Entries from a point annotation set
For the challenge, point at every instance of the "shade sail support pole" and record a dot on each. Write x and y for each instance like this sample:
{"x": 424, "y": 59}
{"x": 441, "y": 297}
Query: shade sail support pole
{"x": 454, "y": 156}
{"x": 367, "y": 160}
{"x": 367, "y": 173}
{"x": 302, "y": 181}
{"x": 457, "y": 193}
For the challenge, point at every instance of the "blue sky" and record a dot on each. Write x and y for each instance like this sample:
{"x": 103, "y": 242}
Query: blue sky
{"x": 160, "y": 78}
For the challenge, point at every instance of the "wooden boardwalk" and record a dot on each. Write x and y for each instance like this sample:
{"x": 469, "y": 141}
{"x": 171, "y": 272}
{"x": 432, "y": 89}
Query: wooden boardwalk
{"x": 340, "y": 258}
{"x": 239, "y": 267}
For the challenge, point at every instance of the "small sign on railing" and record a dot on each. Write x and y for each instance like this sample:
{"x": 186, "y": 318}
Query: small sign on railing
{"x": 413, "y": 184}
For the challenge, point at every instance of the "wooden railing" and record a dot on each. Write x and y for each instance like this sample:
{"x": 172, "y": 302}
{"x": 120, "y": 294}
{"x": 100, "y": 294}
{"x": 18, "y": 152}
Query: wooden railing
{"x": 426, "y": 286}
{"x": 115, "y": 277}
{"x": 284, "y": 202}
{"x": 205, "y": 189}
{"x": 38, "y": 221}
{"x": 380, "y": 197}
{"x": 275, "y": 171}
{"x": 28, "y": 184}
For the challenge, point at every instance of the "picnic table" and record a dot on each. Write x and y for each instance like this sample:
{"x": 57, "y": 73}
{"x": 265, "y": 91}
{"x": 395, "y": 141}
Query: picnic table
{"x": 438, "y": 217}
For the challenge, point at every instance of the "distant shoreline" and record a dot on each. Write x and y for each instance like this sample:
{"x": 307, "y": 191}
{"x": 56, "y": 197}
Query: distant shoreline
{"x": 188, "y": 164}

[Exercise] Every entry should be printed again exactly as written.

[Exercise solution]
For the challenge, point at every instance of the "shade sail support pole" and record a dot on each. Write x and y for each instance like this sample:
{"x": 424, "y": 59}
{"x": 441, "y": 297}
Query: shade sail support pole
{"x": 454, "y": 156}
{"x": 367, "y": 160}
{"x": 367, "y": 173}
{"x": 302, "y": 181}
{"x": 457, "y": 193}
For the challenge, point at every instance of the "blue sky" and record a dot on each. Write x and y for each instance like this sample:
{"x": 103, "y": 242}
Query: blue sky
{"x": 160, "y": 78}
For the challenge, point at every instance of the "wooden boardwalk" and record a dot on each. Write x and y for each instance like this sample:
{"x": 469, "y": 141}
{"x": 171, "y": 272}
{"x": 432, "y": 89}
Query: wooden boardwalk
{"x": 340, "y": 258}
{"x": 239, "y": 267}
For the challenge, point at every instance of the "small sign on railing" and record a dot on each. Write x and y for each instance like this sample:
{"x": 186, "y": 318}
Query: small sign on railing
{"x": 413, "y": 184}
For the challenge, point at every instance of the "wooden railing" and record a dot on each. Write x and y for each instance like this sample:
{"x": 172, "y": 302}
{"x": 120, "y": 294}
{"x": 100, "y": 294}
{"x": 18, "y": 152}
Query: wooden railing
{"x": 426, "y": 286}
{"x": 115, "y": 277}
{"x": 284, "y": 202}
{"x": 205, "y": 189}
{"x": 38, "y": 221}
{"x": 380, "y": 197}
{"x": 275, "y": 171}
{"x": 28, "y": 184}
For the challenge, point at every instance of the "picnic table" and record a dot on each. Write x and y for each instance like this sample:
{"x": 57, "y": 73}
{"x": 265, "y": 91}
{"x": 395, "y": 141}
Query: picnic table
{"x": 438, "y": 217}
For the challenge, point at every instance of the "distant shoreline" and record a dot on each. Write x and y for each instance like this sample:
{"x": 307, "y": 191}
{"x": 56, "y": 197}
Query: distant shoreline
{"x": 188, "y": 164}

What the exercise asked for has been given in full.